Dataset items

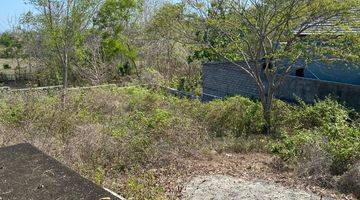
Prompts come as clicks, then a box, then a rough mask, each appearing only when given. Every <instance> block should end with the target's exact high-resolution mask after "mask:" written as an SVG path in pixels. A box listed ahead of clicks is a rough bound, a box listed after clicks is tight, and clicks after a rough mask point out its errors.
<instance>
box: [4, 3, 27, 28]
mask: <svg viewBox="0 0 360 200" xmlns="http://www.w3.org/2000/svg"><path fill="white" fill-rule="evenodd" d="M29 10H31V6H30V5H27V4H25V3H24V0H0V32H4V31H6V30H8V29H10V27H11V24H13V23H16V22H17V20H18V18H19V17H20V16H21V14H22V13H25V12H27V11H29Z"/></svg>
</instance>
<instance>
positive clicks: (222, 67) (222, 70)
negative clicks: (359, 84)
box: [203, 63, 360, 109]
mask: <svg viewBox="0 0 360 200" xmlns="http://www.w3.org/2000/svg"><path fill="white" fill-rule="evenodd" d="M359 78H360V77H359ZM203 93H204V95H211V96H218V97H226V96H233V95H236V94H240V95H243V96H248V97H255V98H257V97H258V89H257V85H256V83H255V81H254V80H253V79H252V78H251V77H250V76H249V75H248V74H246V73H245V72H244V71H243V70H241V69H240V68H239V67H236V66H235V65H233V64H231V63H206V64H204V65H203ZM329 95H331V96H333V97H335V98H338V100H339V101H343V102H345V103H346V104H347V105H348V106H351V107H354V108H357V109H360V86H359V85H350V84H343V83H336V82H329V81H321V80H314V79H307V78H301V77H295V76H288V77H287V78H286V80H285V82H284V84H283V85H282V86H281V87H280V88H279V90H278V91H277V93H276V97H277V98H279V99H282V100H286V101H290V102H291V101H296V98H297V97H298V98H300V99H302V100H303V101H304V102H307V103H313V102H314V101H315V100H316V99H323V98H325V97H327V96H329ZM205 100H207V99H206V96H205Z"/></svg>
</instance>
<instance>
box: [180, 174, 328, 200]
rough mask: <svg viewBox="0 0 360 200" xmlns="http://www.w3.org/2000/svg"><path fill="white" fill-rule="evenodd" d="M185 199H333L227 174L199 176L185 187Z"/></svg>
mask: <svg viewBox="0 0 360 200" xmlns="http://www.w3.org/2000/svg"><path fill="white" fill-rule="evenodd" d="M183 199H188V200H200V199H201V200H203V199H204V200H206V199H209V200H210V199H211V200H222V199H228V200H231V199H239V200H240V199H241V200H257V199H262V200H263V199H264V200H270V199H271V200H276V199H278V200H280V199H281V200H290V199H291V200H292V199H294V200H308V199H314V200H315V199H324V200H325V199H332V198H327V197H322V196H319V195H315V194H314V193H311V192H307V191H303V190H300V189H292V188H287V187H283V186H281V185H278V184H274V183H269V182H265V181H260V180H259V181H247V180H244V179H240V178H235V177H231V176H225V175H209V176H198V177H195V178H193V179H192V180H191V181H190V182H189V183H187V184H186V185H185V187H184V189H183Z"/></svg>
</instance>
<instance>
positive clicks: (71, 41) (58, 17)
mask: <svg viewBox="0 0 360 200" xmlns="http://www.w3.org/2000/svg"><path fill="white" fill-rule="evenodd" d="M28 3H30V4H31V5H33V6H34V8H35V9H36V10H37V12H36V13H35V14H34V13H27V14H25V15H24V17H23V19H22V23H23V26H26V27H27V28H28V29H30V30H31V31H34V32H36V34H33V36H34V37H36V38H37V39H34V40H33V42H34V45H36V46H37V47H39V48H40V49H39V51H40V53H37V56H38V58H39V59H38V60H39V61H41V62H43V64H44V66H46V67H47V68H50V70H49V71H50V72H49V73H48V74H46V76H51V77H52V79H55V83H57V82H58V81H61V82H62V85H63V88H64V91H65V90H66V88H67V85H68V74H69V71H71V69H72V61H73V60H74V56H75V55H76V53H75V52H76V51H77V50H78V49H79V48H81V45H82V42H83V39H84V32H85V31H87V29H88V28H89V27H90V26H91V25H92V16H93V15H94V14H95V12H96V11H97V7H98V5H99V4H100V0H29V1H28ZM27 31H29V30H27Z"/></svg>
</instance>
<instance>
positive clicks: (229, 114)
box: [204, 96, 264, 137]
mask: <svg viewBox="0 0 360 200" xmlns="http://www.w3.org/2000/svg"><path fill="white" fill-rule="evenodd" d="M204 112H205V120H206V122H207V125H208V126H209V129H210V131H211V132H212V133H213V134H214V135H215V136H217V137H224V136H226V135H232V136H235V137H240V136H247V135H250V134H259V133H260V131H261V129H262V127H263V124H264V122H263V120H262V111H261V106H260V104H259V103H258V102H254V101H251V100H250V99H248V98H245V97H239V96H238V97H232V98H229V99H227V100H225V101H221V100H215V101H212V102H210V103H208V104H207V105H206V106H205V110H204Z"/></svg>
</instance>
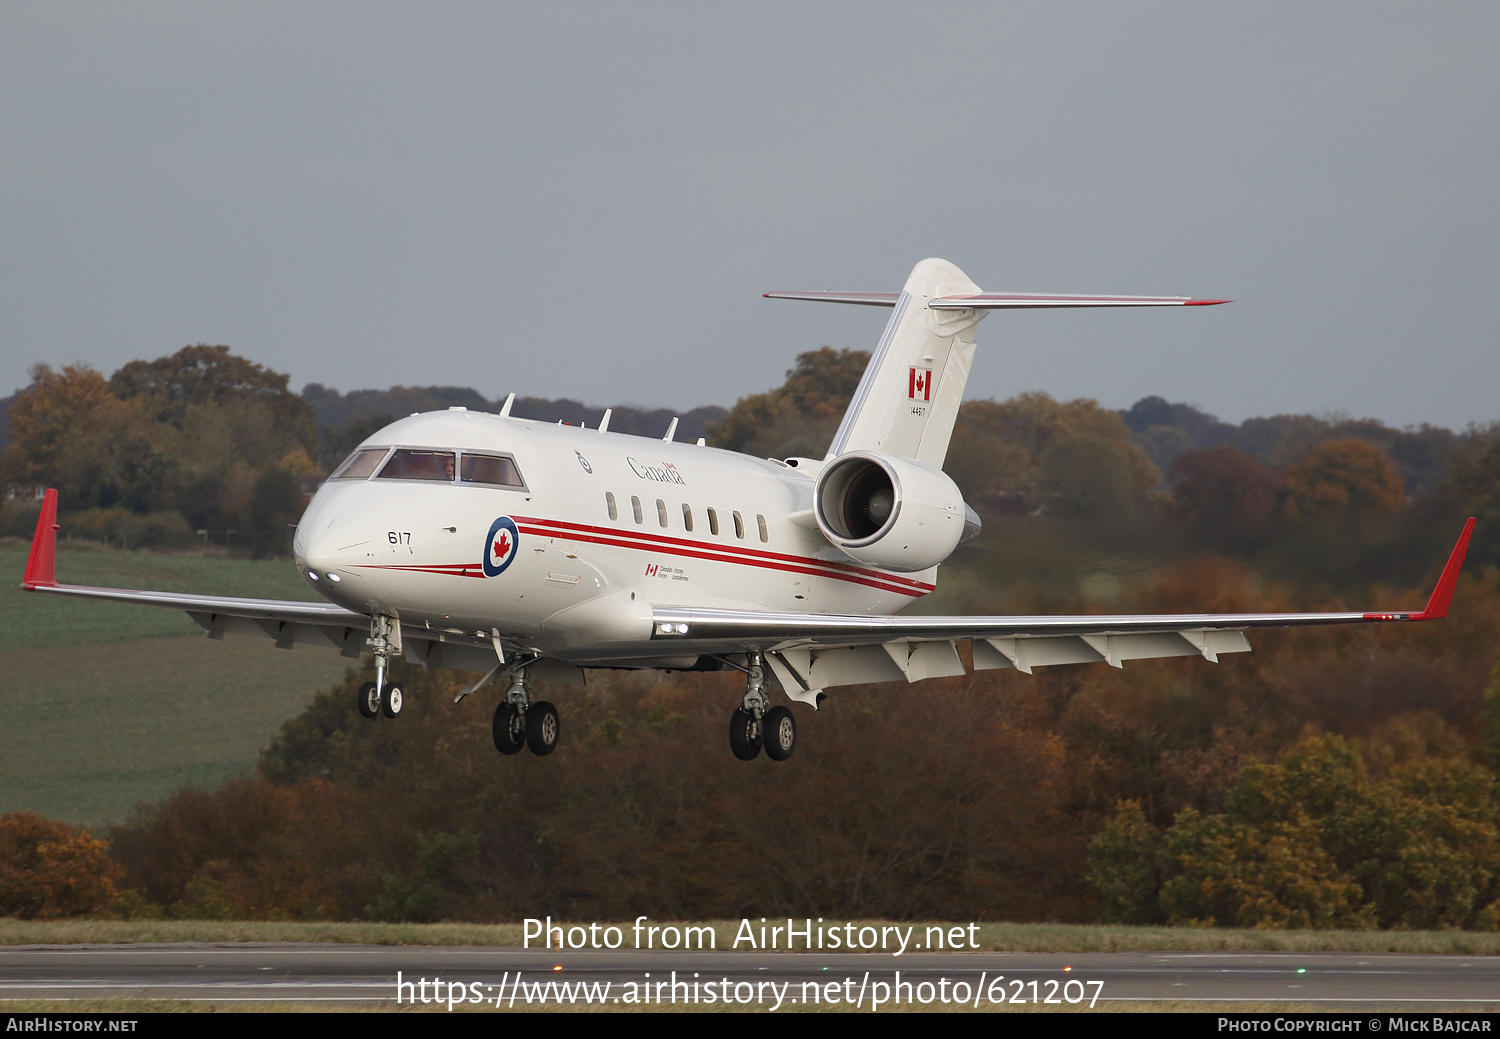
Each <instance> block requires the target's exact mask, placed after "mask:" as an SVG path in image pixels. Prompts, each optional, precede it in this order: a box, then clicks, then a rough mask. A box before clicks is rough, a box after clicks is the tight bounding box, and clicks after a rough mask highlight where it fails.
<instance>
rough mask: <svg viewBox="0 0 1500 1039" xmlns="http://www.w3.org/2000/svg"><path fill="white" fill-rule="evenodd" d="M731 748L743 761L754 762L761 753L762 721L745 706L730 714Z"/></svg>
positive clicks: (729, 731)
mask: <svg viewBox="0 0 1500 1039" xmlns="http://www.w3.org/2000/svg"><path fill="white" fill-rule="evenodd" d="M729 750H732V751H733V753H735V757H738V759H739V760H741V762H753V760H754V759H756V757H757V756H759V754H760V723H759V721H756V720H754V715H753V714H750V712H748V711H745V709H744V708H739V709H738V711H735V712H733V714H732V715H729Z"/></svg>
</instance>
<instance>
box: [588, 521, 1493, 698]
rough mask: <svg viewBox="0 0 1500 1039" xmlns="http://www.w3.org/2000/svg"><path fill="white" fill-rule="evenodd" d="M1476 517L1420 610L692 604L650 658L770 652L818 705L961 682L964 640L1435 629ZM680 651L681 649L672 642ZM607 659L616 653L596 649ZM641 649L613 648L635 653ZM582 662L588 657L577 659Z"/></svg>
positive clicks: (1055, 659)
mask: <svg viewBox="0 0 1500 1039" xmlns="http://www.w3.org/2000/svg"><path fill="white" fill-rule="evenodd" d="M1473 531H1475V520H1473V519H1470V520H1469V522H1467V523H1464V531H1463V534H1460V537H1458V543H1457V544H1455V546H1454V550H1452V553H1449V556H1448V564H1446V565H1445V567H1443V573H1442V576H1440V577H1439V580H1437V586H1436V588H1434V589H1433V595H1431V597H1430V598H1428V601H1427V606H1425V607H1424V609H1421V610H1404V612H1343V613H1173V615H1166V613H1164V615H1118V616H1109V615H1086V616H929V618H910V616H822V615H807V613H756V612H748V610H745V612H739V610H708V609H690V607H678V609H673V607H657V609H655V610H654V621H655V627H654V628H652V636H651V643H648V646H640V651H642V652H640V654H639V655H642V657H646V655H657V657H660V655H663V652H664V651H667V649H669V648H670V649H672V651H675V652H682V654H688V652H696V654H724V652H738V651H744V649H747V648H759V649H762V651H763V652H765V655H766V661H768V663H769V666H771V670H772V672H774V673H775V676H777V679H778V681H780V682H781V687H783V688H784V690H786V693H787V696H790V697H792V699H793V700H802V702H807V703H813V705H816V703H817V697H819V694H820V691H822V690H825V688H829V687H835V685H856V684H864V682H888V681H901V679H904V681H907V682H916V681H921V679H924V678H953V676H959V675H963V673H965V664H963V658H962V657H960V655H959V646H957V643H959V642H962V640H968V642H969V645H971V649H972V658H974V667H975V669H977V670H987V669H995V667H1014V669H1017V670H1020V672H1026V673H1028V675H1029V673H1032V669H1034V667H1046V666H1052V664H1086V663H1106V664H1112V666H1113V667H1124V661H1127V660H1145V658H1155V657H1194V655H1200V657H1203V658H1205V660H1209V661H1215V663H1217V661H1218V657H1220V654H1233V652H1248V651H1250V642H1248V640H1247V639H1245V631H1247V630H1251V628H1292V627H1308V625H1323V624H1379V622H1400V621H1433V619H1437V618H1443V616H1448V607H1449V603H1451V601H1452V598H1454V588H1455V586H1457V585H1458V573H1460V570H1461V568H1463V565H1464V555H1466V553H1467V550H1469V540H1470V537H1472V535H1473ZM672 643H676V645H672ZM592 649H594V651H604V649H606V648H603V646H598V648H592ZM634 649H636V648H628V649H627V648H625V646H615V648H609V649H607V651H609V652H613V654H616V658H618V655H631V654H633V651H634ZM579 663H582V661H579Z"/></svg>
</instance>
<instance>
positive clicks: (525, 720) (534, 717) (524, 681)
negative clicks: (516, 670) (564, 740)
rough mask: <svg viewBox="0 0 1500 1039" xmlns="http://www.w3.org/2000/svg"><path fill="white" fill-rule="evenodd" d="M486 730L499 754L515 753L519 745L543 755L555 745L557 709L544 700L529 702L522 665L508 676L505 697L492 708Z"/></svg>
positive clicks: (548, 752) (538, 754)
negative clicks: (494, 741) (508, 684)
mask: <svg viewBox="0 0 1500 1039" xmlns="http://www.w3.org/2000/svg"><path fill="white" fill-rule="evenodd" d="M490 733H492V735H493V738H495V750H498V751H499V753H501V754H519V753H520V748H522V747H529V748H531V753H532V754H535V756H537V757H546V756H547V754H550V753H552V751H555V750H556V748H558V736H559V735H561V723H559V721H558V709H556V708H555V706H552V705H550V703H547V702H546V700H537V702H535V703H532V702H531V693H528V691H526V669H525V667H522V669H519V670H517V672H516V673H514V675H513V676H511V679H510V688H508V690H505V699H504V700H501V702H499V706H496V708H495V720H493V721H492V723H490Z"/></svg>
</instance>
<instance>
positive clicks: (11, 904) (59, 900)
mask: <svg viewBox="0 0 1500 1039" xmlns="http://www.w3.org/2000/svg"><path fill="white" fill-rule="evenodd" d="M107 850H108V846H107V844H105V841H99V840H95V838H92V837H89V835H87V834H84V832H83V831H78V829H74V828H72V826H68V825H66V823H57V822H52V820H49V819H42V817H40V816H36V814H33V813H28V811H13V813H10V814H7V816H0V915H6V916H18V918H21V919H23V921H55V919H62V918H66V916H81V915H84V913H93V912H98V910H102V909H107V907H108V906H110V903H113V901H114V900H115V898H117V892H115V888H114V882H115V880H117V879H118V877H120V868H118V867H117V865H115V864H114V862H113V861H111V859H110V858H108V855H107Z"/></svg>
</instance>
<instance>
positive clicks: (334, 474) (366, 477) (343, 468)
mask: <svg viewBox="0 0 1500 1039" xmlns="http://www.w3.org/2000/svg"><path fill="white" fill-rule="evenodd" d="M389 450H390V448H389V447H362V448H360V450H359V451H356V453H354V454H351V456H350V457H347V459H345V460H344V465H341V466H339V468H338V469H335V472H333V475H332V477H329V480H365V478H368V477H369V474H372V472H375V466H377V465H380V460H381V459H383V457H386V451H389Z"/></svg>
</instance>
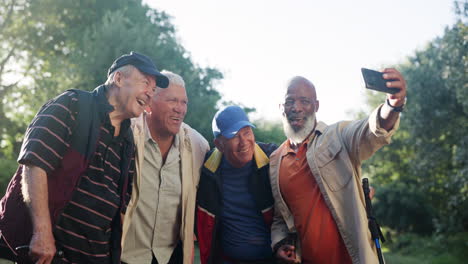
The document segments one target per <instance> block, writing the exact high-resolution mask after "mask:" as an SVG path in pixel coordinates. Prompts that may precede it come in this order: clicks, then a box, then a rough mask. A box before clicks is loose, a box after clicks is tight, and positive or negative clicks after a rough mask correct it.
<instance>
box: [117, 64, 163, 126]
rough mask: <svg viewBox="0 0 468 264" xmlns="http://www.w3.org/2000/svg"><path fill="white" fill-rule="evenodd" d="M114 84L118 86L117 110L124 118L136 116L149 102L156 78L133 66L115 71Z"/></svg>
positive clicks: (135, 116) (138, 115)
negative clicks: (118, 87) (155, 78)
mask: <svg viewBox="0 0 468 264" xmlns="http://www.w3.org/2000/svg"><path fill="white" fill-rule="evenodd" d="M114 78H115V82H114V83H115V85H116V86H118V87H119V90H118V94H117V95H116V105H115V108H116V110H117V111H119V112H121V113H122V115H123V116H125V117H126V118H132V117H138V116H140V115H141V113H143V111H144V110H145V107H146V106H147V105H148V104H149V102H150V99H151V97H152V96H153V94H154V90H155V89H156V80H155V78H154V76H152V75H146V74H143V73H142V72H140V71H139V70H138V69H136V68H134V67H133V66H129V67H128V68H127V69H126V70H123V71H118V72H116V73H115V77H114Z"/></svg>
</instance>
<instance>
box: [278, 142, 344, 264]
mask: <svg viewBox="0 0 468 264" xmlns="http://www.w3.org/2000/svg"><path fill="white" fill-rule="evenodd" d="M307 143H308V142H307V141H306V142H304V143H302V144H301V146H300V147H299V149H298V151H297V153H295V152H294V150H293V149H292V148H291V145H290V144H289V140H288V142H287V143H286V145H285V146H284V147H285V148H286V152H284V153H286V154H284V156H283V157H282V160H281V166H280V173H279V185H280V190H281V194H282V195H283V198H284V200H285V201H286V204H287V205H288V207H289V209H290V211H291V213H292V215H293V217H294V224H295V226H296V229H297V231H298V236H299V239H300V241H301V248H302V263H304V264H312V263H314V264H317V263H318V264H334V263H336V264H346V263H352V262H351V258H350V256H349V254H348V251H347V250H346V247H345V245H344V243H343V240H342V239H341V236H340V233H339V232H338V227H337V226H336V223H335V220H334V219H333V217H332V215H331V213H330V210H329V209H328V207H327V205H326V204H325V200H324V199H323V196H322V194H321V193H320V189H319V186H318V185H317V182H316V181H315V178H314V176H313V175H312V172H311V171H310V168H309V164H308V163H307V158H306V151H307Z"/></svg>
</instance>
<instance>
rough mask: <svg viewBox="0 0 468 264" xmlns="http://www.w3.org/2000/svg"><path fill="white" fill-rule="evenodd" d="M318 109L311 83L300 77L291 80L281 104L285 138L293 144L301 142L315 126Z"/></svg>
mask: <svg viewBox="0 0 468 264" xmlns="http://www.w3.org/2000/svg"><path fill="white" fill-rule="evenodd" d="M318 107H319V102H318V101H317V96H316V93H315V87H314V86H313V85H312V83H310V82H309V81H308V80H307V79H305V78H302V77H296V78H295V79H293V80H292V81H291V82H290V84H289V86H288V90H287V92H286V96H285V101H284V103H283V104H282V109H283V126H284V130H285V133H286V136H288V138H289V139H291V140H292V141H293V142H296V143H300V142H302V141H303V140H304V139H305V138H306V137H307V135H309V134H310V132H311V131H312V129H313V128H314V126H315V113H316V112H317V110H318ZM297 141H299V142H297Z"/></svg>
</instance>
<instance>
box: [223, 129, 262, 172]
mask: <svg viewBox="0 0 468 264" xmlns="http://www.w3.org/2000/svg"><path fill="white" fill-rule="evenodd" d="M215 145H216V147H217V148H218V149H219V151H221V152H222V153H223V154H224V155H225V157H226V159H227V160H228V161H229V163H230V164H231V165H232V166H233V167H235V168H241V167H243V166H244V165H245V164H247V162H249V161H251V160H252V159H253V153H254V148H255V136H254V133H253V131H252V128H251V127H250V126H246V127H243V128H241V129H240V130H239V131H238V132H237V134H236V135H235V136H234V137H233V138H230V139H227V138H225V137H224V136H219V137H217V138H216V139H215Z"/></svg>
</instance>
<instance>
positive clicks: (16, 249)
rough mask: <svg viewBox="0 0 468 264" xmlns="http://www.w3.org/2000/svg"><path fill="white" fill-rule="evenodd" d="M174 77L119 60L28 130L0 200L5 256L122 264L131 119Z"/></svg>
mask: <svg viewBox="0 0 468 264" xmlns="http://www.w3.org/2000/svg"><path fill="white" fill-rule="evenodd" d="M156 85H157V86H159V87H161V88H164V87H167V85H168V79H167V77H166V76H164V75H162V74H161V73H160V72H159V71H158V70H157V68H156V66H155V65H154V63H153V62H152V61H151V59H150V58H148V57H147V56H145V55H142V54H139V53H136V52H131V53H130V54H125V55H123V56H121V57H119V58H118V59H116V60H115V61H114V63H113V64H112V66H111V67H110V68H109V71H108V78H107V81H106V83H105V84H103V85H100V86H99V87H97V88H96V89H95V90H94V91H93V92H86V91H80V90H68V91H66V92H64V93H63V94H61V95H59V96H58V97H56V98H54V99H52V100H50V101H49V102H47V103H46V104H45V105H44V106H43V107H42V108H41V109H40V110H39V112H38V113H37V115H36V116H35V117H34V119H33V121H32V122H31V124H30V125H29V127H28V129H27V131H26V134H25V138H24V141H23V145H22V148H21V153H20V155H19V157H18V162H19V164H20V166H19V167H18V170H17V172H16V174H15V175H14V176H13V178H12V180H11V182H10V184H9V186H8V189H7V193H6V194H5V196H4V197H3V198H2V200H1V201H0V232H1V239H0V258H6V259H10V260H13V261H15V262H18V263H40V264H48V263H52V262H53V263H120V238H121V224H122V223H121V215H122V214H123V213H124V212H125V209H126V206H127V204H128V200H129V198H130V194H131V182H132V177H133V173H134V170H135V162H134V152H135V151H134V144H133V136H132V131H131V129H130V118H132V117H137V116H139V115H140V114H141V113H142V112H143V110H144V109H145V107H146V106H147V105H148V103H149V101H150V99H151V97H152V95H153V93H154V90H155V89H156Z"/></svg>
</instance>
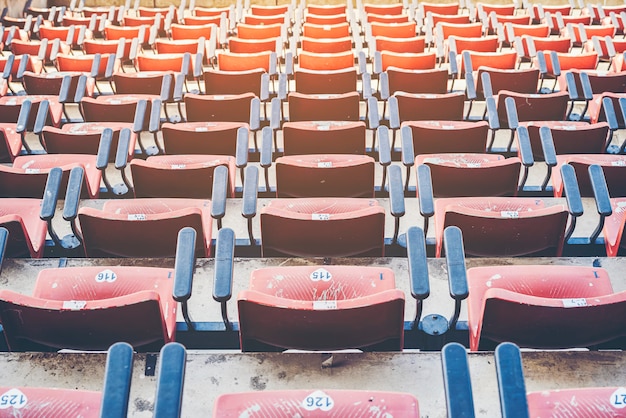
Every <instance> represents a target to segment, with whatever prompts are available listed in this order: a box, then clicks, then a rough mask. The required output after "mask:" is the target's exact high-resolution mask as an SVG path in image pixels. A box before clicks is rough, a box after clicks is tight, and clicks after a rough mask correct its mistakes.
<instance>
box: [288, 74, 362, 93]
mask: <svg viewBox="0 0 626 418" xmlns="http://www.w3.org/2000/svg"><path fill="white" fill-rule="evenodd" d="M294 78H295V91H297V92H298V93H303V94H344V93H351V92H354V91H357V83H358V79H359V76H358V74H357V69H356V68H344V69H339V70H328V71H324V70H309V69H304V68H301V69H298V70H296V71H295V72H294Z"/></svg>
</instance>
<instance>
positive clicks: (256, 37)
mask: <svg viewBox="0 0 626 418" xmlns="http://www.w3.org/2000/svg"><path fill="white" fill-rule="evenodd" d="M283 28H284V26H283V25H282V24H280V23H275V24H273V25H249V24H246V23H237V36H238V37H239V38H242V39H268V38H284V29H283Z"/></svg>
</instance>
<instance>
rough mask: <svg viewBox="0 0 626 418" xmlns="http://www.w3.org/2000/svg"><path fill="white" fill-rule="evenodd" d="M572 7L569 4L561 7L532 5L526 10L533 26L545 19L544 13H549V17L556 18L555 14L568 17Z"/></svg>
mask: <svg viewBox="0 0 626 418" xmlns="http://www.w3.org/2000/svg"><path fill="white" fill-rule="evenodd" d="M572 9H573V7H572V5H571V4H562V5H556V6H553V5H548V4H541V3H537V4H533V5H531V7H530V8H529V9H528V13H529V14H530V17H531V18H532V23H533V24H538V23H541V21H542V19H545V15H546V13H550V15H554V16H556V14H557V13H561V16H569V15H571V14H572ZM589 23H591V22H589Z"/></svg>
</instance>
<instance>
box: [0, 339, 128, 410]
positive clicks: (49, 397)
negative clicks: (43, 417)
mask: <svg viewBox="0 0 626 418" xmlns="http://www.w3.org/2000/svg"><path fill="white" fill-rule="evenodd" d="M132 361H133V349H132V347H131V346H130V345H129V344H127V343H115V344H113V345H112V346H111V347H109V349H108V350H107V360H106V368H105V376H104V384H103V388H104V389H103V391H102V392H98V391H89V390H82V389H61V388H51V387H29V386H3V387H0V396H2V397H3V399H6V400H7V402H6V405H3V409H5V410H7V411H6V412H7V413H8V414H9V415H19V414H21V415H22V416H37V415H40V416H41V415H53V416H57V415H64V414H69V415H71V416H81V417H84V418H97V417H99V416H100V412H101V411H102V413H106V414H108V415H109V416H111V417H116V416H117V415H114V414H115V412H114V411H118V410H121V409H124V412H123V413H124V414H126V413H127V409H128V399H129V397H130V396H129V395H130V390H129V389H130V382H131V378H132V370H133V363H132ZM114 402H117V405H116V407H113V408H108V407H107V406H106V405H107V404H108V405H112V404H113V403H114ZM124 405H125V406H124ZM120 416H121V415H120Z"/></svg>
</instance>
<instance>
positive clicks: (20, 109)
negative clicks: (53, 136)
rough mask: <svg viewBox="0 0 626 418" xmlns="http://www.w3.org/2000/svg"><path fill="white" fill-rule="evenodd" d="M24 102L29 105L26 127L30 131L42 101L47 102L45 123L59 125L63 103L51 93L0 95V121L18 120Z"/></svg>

Task requirements: Echo the records from their start through the line containing "box: [4, 3, 27, 28]", including both ends. Omit the pictures from your answer.

Answer area:
Prompts come as clicks, then a box, then a rough mask, each appearing only when given. Every <instance> block should end with the target's exact high-resolution mask after "mask:" written as an SVG path in pixels. A box listed ahead of clicks is a rough bound, a box listed after clicks is tight, and clicks after a rough mask point out its errors.
<instance>
box: [4, 3, 27, 28]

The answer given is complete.